[start of DATA TO PROCESS]
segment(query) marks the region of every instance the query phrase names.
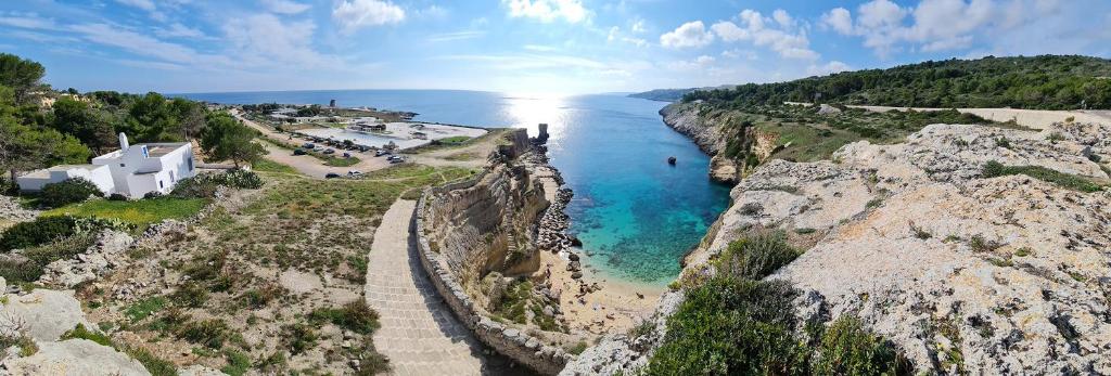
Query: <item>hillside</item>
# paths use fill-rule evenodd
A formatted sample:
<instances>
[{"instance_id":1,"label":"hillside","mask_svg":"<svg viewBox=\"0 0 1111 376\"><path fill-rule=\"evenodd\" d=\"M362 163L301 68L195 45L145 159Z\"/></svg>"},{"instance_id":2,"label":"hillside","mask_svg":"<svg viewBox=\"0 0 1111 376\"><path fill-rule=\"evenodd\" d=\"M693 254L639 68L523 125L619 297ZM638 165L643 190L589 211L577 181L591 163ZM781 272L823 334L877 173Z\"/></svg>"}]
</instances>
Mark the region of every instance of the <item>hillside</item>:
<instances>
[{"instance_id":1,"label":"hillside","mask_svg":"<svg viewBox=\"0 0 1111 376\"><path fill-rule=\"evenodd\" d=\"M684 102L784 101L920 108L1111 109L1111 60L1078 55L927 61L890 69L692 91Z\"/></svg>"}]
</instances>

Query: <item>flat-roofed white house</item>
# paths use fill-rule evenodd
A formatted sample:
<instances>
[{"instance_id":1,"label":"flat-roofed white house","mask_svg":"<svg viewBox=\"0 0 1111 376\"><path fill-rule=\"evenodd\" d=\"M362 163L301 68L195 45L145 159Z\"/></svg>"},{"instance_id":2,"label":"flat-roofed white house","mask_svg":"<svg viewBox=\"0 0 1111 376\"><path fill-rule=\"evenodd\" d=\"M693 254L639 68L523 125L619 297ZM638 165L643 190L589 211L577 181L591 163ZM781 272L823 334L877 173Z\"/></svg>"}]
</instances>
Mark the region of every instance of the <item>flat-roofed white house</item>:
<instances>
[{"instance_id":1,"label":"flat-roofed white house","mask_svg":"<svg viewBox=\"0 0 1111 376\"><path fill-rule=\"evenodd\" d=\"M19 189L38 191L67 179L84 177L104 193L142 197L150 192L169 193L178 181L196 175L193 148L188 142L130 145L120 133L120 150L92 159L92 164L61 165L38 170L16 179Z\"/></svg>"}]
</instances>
[end of DATA TO PROCESS]
[start of DATA TO PROCESS]
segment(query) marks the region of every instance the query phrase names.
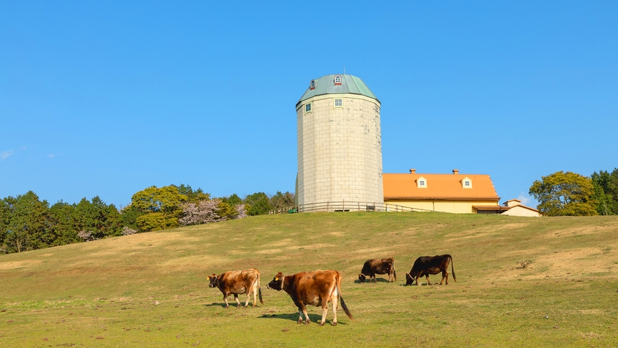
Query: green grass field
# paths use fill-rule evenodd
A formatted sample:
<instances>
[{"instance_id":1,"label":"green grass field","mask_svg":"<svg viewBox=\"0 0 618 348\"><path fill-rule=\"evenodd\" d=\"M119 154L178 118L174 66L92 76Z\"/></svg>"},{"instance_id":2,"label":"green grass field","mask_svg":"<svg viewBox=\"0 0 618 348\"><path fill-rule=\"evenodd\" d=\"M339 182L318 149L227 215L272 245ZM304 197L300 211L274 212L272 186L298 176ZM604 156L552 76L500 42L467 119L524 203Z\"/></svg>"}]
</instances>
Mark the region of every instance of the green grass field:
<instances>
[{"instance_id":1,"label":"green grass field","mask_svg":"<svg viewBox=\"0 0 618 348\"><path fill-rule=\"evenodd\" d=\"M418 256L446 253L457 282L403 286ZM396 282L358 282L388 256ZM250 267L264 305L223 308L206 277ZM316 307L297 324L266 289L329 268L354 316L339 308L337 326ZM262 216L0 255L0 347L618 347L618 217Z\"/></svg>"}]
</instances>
[end of DATA TO PROCESS]
*WRITTEN EXERCISE*:
Collect every line of the records above that contains the string "field", matching case exactly.

*CORRECT RESPONSE*:
Query: green grass field
[{"instance_id":1,"label":"green grass field","mask_svg":"<svg viewBox=\"0 0 618 348\"><path fill-rule=\"evenodd\" d=\"M119 154L178 118L174 66L92 76Z\"/></svg>"},{"instance_id":2,"label":"green grass field","mask_svg":"<svg viewBox=\"0 0 618 348\"><path fill-rule=\"evenodd\" d=\"M339 182L318 149L227 215L272 245ZM304 197L300 211L274 212L272 186L298 176ZM604 156L552 76L500 42L467 119L524 203Z\"/></svg>"}]
Mark the region of every instance of the green grass field:
[{"instance_id":1,"label":"green grass field","mask_svg":"<svg viewBox=\"0 0 618 348\"><path fill-rule=\"evenodd\" d=\"M418 256L446 253L457 282L403 286ZM396 282L358 282L388 256ZM250 267L264 305L223 308L206 277ZM316 307L297 324L266 289L329 268L354 316L339 308L337 326ZM262 216L0 255L0 347L618 347L618 217Z\"/></svg>"}]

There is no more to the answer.